— begin Data for this exercise —

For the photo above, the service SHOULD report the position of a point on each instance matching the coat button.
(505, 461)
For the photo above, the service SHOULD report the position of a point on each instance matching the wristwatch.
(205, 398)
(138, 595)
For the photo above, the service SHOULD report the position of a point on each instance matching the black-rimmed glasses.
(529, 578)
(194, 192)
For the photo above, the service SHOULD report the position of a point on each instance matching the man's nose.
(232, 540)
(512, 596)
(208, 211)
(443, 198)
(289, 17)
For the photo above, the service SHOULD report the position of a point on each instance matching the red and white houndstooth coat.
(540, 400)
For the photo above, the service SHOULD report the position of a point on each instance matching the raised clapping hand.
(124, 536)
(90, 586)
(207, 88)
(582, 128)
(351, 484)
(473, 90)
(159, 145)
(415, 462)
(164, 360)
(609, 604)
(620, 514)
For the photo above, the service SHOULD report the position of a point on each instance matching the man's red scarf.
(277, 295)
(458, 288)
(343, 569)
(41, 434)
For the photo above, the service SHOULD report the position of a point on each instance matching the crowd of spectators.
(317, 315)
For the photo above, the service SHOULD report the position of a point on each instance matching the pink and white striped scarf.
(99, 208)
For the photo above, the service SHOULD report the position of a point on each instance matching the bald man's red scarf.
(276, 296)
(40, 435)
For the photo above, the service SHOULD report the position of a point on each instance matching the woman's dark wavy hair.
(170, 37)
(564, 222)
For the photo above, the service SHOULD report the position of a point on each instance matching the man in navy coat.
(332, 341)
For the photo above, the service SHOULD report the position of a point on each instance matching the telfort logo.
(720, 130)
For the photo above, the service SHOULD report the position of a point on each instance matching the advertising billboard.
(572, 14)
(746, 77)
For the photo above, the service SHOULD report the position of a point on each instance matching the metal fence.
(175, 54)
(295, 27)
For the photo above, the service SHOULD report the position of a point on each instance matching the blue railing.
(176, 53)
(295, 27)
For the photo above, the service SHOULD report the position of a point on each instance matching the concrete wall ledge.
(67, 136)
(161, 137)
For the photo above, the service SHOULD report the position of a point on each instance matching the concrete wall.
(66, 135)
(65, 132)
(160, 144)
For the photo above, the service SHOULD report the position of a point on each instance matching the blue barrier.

— end Data for this exercise —

Exercise task: Reproduce each record exactly, leaving nothing out.

Result:
For the photo above, the service SHOULD report the position of a point on each instance matching the coat button.
(505, 461)
For the photo above, the service SHOULD report the position of a point on each instance matching the wristwatch.
(205, 398)
(138, 595)
For the photo above, the service SHOULD report the position of a point on each instance matching the black-rimmed glasses.
(529, 578)
(194, 192)
For the photo above, the service SHOULD report the position of a point on each instance matching the man's nose.
(232, 540)
(512, 596)
(208, 211)
(443, 198)
(289, 17)
For the photo above, the service SHOULD report the position of a point on each instance matching the red and white houndstooth coat.
(540, 400)
For the photo above, the service SHOULD report the position of a point on each instance matching the raised clapping hand.
(124, 536)
(90, 586)
(207, 88)
(582, 128)
(351, 484)
(473, 90)
(159, 145)
(415, 462)
(164, 360)
(609, 604)
(620, 514)
For the photo above, the service SHOULD report the position of a point on each instance matching the man's red scarf.
(277, 295)
(458, 288)
(343, 569)
(41, 434)
For the photo above, the service SHOULD report the position of a point on each instance matching the crowd of spectators.
(317, 315)
For the photo above, the service SHOULD report the position of a point on each instance matching the pink and white striped scarf.
(99, 208)
For the photo above, the service SHOULD report the position of a point on each instance matching the bald man's red scarf.
(276, 296)
(40, 435)
For the photo above, the service SHOULD report the position of a point on each instance matching the woman's dark wavy hair.
(170, 37)
(564, 222)
For the photo above, the service SHOULD report the position of a point on each instance matching the man in navy coat.
(332, 341)
For the photo above, the service SHOULD report the position of a point on each instance matching the telfort logo.
(720, 130)
For the photo above, the service SHOULD report the position of a point on each instance matching the advertising billboard.
(572, 14)
(746, 77)
For the photo above, the service SHOULD report the position of a point on each instance matching the metal fence.
(175, 54)
(295, 27)
For the photo above, the service SHOULD report the position of a point on each instance matching the blue railing.
(176, 53)
(295, 27)
For the photo above, the service SHOULD report the position of a point on each instance matching the concrete wall ledge.
(67, 136)
(161, 137)
For the photo above, the service SHOULD report the position of a point on each instance matching the concrete wall.
(66, 135)
(65, 132)
(160, 144)
For the photo above, the service SHOULD report the position of a point on each instance matching the blue barrier.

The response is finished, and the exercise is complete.